### [How to complete this task]
Repeat each entry exactly; omit all pictures.

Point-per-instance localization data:
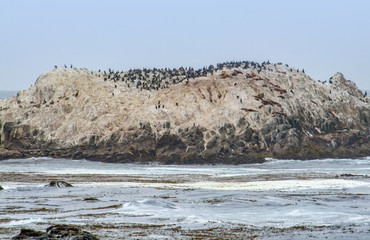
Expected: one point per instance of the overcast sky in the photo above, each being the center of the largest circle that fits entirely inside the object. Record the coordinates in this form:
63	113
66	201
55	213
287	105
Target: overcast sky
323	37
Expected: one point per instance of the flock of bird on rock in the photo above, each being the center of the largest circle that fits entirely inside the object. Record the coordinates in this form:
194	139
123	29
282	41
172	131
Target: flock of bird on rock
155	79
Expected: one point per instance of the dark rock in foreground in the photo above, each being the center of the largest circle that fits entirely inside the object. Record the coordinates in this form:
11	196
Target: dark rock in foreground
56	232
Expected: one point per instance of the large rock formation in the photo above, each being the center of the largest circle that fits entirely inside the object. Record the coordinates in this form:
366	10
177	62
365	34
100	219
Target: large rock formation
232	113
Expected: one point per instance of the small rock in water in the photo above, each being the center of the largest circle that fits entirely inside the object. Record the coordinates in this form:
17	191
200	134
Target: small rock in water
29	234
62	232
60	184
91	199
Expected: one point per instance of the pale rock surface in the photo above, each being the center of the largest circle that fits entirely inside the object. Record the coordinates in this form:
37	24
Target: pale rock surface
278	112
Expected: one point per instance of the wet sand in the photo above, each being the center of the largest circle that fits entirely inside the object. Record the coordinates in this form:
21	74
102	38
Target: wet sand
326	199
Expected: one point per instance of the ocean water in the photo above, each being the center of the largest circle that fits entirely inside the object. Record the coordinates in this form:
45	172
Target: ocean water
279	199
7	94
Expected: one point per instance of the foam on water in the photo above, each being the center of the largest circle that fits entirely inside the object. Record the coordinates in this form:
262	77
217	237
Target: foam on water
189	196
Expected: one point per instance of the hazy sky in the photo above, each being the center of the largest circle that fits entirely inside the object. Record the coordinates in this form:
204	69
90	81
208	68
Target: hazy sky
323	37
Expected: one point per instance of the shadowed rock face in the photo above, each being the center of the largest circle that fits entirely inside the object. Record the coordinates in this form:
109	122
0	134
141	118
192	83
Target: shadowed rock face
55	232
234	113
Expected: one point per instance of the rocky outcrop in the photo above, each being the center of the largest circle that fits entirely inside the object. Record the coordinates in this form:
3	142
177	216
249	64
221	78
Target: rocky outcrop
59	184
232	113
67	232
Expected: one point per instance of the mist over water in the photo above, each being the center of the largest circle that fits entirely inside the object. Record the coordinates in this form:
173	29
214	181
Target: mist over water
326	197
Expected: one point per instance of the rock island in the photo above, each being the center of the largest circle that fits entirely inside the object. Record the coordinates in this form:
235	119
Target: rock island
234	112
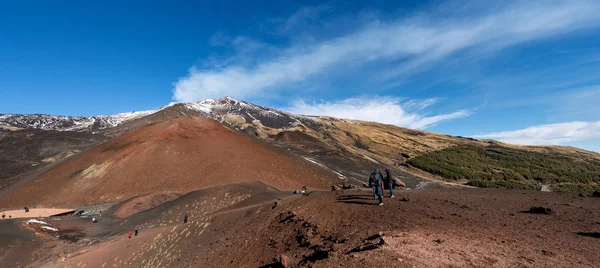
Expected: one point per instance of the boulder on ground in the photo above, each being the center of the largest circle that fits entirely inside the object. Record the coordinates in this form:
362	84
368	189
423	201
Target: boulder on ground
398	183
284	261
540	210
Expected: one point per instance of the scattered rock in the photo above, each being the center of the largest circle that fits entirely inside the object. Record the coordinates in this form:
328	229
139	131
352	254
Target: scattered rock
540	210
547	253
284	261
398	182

### [Exercise output]
Expected: one point per instance of the overcast sky in the photo above, each being the center of the largest circle that fits entirely inside the object. Record the coordinates in this form:
63	113
66	201
55	213
287	105
Target: overcast sky
323	37
Expected: one point per instance of the flock of bird on rock in the photo above, each being the center of the largest circle that fits entirely inside the object. Record the coordinates in this form:
194	139
123	29
282	41
172	131
Target: flock of bird on rock
155	79
Expected: one point per instance of the dark rock in foreground in the photo above, each being the center of the largest circle that fits entirely inside the object. Record the coordinates in this form:
11	196
Target: dark rock in foreground
56	232
Expected: one point per instance of the large rock formation in the photo above, each being the center of the largest circle that fits entirely inside the object. Record the coordinates in this form:
366	10
177	62
365	34
100	219
Target: large rock formation
232	113
Expected: one point per instance of the small rock in water in the photo above, each being the center of the largest circle that fits entirely inside the object. Record the coordinates in this form:
17	191
200	134
Target: small rock in water
29	234
62	232
60	184
91	199
Expected: one point per instance of the pale rock surface in the photo above, each being the center of the largest circle that fits entirely inside the object. Record the coordinates in this form:
37	24
Target: pale rock surface
278	112
Expected: one point per instance of the wet sand in the photo above, each being the center of the largest circle that fits entirely inside the object. Record the coordinates in this form:
21	74
102	38
Target: wet sand
326	199
Expected: one point per instance of the ocean water in the photo above, each being the center of the largest circle that fits entirely inside the object. Record the coordinates in this form:
45	172
Target: ocean water
279	199
7	94
Expected: one point per instance of the foam on water in the photo above, each being the center of the largest circle that fits entirely inside the object. Record the coordinates in this form:
262	77
217	237
Target: foam on water
189	196
Expected: one point per instance of the hazy sky in the photo above, each being the center of the largest circle that fits entirely inside the object. Record the coordinates in this form:
204	69
90	81
208	68
Target: hazy sky
323	37
Expected: one point per instance of the shadowed rock face in the photo above, each being the center of the largest circle that fits entirely inside the object. Record the coordinates in this form:
109	122
0	134
141	118
192	83
Target: shadowed rock face
55	232
234	113
Expected: one point per instance of the rocky outcrop in the photo above, each being the center of the largest circle that fits entirely inside the object. Record the coordinates in this form:
3	142
177	216
249	64
221	78
Target: rocky outcrop
59	184
232	113
67	232
Expected: one point per instance of the mist over water in the photo above, each being the center of the largest circle that fits entirely inside the object. Record the coordinates in this form:
173	29
214	181
Target: mist over water
326	197
Expected: one point per instance of the rock island in the photo above, each being the center of the largest circle that fits entirely inside the object. Record the coordinates in this form:
235	119
Target: rock island
234	112
Expected: one point per instance of the boulder on ground in the photo above, each being the center of the largest circle that fits entirely inside the object. Record the coordinates in this form:
362	84
368	189
423	201
Target: boulder on ground
398	183
284	261
540	210
Expected: one point per instance of the scattered rock in the photo above, each being the center of the largest circle that fits entirely inside the object. Record the coordinates in this form:
328	229
139	131
352	254
Target: scattered rock
540	210
547	253
284	261
398	182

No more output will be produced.